**GIVEN RECORDS:**
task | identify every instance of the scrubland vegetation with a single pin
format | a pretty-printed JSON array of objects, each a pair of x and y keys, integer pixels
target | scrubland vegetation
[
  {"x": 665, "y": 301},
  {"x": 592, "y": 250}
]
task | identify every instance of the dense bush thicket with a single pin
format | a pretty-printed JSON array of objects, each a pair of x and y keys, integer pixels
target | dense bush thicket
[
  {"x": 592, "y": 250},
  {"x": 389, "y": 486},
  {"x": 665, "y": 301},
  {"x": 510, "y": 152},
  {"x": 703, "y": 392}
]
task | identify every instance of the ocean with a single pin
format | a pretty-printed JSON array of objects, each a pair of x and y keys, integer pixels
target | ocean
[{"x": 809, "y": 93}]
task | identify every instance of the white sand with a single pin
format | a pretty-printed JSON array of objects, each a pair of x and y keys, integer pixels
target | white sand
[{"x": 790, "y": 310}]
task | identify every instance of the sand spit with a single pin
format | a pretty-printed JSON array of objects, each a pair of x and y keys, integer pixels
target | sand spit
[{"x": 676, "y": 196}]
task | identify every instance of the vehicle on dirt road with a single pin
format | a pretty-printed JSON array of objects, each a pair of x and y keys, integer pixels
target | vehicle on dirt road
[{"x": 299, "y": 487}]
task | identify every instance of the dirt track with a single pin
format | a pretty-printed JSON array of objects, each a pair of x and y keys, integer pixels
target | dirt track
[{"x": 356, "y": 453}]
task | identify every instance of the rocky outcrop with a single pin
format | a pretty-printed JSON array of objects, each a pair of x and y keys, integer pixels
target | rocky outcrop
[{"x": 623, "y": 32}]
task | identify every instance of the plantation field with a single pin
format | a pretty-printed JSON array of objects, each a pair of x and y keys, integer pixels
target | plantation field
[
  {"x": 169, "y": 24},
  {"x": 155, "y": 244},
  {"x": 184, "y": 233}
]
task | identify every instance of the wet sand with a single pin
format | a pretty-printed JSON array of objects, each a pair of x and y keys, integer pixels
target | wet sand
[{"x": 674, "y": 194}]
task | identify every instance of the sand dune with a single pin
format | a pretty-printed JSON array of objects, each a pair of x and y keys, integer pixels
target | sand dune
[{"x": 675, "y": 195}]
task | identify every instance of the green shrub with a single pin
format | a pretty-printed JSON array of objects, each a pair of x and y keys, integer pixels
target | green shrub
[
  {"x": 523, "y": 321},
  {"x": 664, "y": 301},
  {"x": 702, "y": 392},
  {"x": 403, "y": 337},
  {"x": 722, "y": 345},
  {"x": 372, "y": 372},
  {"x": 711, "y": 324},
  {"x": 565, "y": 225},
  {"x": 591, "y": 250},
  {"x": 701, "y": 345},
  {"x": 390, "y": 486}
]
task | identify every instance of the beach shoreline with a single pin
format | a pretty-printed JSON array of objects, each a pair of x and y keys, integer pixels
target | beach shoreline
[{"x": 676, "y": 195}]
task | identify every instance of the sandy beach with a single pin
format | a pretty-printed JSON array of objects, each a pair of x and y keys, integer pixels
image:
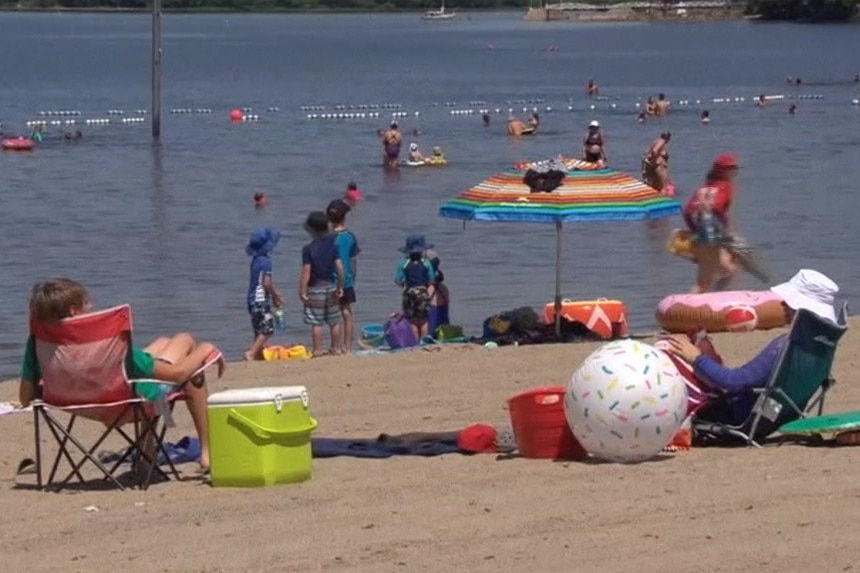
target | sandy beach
[{"x": 783, "y": 508}]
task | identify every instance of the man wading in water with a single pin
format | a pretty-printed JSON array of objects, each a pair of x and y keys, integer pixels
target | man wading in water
[{"x": 391, "y": 141}]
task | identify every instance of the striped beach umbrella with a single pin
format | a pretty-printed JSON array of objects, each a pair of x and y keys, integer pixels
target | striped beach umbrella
[{"x": 585, "y": 193}]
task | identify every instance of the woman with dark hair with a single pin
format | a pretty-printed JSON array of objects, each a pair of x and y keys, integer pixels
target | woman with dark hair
[
  {"x": 707, "y": 216},
  {"x": 655, "y": 163}
]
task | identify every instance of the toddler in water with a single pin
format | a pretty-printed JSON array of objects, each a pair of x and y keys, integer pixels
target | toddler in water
[
  {"x": 353, "y": 194},
  {"x": 262, "y": 294},
  {"x": 173, "y": 359},
  {"x": 416, "y": 276}
]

**PROMPT:** No picture belongs in the answer, but every word of the records above does, exactly as given.

**YOUR SOLUTION:**
task | identify every instance of the scrubland vegetation with a single pin
format | a pretty-printed JSON array of objects, each a pair of x and y keys, integer pixels
target | scrubland vegetation
[
  {"x": 665, "y": 301},
  {"x": 592, "y": 250}
]
task | identify every instance of the dense bush thicket with a single pin
format | a pretty-printed JSON array of objects, each a pair of x and y keys, integer pixels
target | dense bush thicket
[
  {"x": 592, "y": 250},
  {"x": 389, "y": 486},
  {"x": 665, "y": 301},
  {"x": 510, "y": 152},
  {"x": 703, "y": 392}
]
task | identify every instance of the ocean with a single pin
format | a pretty-printed JSON array of objects, each a pair of x and y keys, integer pixels
target | ocean
[{"x": 809, "y": 93}]
task | identify every instance of the white sand with a single pin
format | a pretty-printed JSON array of objects, each a pair of x and y keys, integer pixels
target | white sand
[{"x": 790, "y": 310}]
task | identify every instance of the sand spit with a single pin
format | a pretty-printed JSON array of objects, each a pair of x and y keys, integer pixels
target | sand spit
[{"x": 676, "y": 196}]
task | identify every instance of the vehicle on dirt road with a single pin
format | a pretty-printed JSON array of objects, each a pair of x and y keys, integer pixels
target | vehicle on dirt road
[{"x": 299, "y": 487}]
task | identify every instance of the dirt track with a single pin
format | a pretty-printed JSON array of objects, each a pair of x and y keys, integer pixels
target | dirt track
[{"x": 356, "y": 453}]
task | identify every instance of the rocky outcrop with a single pin
format | a pretty-printed JSON array of objects, each a pair of x and y keys, integer pixels
target | rocky outcrop
[{"x": 623, "y": 32}]
task | identify every instance of the plantation field with a single pin
format | a pretty-printed JSON array of objects, each a pair of x and y keys, integer pixels
target | plantation field
[
  {"x": 169, "y": 24},
  {"x": 155, "y": 244},
  {"x": 184, "y": 233}
]
task | identify every instance of the wet sand with a single pin
format | a pretty-printed JSON array of objects, each a pair of x and y keys, integer pixels
target | wet sand
[{"x": 674, "y": 194}]
task | identify every instance of the sand dune with a single pin
format | a pretty-printed JSON array of objects, each a pair of x and y keys, integer pixels
target | sand dune
[{"x": 675, "y": 195}]
task | identify every instance of the green shrub with a single pin
format | a pretty-printed JSON array of objects, each a pair of x and y keys, integer pixels
target | green shrub
[
  {"x": 523, "y": 321},
  {"x": 664, "y": 301},
  {"x": 702, "y": 392},
  {"x": 403, "y": 337},
  {"x": 722, "y": 345},
  {"x": 372, "y": 372},
  {"x": 711, "y": 324},
  {"x": 565, "y": 225},
  {"x": 591, "y": 250},
  {"x": 701, "y": 345},
  {"x": 390, "y": 486}
]
task | identify every instance of the beach shoreline with a single pin
format | a pretty-printed JSON array of objects, each a pair of x and y keys, integer pixels
target | beach shoreline
[{"x": 676, "y": 195}]
task | identify every instance of the sandy beach with a single pin
format | a pretty-printed JSON array of objects, each a pair of x and y keys, integer pixels
image:
target | sandy beach
[{"x": 783, "y": 508}]
task | identify every instance of the man wading in water with a single pin
format | a pretty-printed JSON array of objects, each a pair of x and y keys, integer pixels
target | man wading in water
[{"x": 391, "y": 141}]
task | identify every instance of the striped beach umbrella with a single pin
format | a pretty-printed JSON array of objects, each a pair of x and y keys, integer pixels
target | striped beach umbrella
[{"x": 585, "y": 193}]
task | identify every instance of the woman with dark hair with a single pin
format | a pretty-printed JSON array of objects, each a pair of x and y keys, integer pixels
target | woman with dark hair
[
  {"x": 707, "y": 216},
  {"x": 655, "y": 163}
]
task | identify every instance of the toddler in water with a single pin
format | a pretty-printed JSON array of objects, each a pair of x and y keys, integer pixels
target | toddler in water
[
  {"x": 353, "y": 194},
  {"x": 262, "y": 294},
  {"x": 173, "y": 359},
  {"x": 416, "y": 276}
]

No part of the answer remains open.